2. Many time series are dominated by zeros sales.
3. The data doesn't include time series that are uniform all along. For example, `item_id == HOBBIES_1_114` have zeros for whole of 2011 and start of 2012, which might signify that the product might have been launched in early part of 2012, hence no data before that exists.
4. So, we have to deal with two challenges in this problem:-
    - The data has alot of zeros and sudden spikes, hence we need a model that is robust to noise and can learn from intermittent data
    - Deal with long gaps at the start of time series

### 2.2 Aggregated Data

Checking the trends and patterns on the aggregated data. Because the data at `item_id` level doesn't give us much info, we might find some useful information and statistics at the aggregated level.

In [None]:
sns.lineplot(x = "date", y = "units_sold", data = sales_sample_df)
plt.title("M5 - aggregated data")
plt.show()

Dataset excerpts on object pointing

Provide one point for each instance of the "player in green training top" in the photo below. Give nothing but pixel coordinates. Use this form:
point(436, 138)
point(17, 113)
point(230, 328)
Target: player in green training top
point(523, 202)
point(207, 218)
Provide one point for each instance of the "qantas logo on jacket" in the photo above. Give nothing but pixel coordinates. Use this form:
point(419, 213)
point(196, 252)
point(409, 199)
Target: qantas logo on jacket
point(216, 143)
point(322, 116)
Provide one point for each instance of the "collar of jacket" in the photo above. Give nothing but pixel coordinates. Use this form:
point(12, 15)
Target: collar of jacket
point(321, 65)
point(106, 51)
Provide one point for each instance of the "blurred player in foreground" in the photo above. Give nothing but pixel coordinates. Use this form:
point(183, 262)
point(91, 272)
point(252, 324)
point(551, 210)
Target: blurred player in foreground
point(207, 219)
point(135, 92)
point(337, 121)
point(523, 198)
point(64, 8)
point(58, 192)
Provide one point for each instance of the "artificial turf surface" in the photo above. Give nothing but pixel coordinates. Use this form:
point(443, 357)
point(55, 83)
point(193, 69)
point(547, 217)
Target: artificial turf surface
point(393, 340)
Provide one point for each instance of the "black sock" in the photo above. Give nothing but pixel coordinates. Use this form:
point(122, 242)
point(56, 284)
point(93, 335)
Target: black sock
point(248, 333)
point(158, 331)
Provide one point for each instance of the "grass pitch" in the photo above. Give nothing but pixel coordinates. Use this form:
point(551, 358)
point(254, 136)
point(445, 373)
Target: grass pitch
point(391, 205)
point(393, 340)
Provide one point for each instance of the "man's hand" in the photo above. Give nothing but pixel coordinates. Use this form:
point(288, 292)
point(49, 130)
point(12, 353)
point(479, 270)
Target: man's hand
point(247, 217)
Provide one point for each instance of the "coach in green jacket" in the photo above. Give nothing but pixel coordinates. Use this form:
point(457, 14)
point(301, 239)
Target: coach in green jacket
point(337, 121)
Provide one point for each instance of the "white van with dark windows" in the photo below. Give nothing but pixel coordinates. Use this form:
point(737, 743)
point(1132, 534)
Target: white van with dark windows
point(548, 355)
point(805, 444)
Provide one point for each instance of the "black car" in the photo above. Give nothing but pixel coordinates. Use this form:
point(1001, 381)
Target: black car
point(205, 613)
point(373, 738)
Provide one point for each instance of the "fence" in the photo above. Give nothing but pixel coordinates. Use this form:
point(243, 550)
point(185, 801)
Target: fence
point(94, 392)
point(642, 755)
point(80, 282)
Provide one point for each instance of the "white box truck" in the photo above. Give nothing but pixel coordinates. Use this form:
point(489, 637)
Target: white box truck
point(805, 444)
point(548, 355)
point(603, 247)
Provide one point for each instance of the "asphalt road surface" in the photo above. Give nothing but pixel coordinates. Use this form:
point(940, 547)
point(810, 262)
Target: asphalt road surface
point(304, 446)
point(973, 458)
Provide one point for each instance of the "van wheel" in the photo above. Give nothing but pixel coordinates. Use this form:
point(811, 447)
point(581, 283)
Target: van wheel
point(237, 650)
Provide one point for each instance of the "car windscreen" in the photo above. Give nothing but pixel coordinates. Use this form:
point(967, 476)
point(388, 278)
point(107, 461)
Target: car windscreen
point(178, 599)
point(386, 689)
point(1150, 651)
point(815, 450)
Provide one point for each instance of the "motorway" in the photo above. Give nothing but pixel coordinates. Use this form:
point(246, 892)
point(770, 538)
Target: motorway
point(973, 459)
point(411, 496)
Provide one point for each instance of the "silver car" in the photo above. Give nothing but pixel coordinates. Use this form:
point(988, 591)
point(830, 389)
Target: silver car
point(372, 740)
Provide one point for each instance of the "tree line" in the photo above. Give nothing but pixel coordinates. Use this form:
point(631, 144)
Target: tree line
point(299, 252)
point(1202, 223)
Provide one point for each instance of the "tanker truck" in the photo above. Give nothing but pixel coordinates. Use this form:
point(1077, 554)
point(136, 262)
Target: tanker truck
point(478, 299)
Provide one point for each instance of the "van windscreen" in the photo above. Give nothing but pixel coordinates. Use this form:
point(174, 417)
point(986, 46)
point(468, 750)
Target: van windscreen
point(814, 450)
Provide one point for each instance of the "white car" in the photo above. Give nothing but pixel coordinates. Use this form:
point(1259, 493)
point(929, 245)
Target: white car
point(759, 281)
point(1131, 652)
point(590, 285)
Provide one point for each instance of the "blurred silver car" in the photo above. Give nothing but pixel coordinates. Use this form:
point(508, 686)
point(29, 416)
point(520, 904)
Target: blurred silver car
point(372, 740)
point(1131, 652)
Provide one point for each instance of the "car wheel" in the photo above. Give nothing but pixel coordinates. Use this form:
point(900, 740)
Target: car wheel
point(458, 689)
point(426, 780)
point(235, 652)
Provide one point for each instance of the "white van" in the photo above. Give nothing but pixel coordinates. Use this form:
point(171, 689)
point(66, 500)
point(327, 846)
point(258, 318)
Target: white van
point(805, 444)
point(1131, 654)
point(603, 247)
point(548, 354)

→ PROBLEMS TO WORK ON
a: Rewrite the paragraph of the M5 sales notebook that begins "Checking the trends and patterns" as one shorter sentence, keeping its main points.
b: Write the next part of the M5 sales notebook, following on from its last line.

→ ANSWER LIST
a: Because item-level data reveals little, the aggregated data is checked for trends and patterns that might offer useful information and statistics.

b:
### Insights:
1. There is a clear upward trend in the aggregated sales.
2. Year on Year, the time series goes through similar crests and troughs, highlighting some seasonal patterns.
3. Every year, X-mas have sales as zero, which is due to the fact that stores are closed on that particular day.

### 2.3. Sales by State

In [None]:
sns.lineplot(x = "date", y = "units_sold", hue = "state_id", data = sales_sample_df)
plt.title("State wise aggregated data")
plt.show()

The above graph doesn't provide a very clear picture. It is better to view this data with bigger resolution.

In [None]:
# creating a new dataframe for statewise aggregation
statewise_df = sales_sample_df.groupby(["state_id", "date"]).agg({
    "units_sold": "sum"
}).reset_index()

# extracting month and year from date for group by purposes
statewise_df["day"] = statewise_df["date"].dt.day
statewise_df["month"] = statewise_df["date"].dt.month
statewise_df["year"] = statewise_df["date"].dt.year

# aggregating on month level for each state
statewise_df = statewise_df.groupby(["month", "year", "state_id"]).agg({
    "units_sold": "sum", 
    "day": "first"
}).reset_index()

statewise_df["date"] = pd.to_datetime(statewise_df["year"].astype("str") + "-" + \
                                      statewise_df["month"].astype("str") + "-" + \
                                      statewise_df["day"].astype("str"))

In [None]:
sns.lineplot(x = "date", y = "units_sold", hue = "state_id", data = statewise_df)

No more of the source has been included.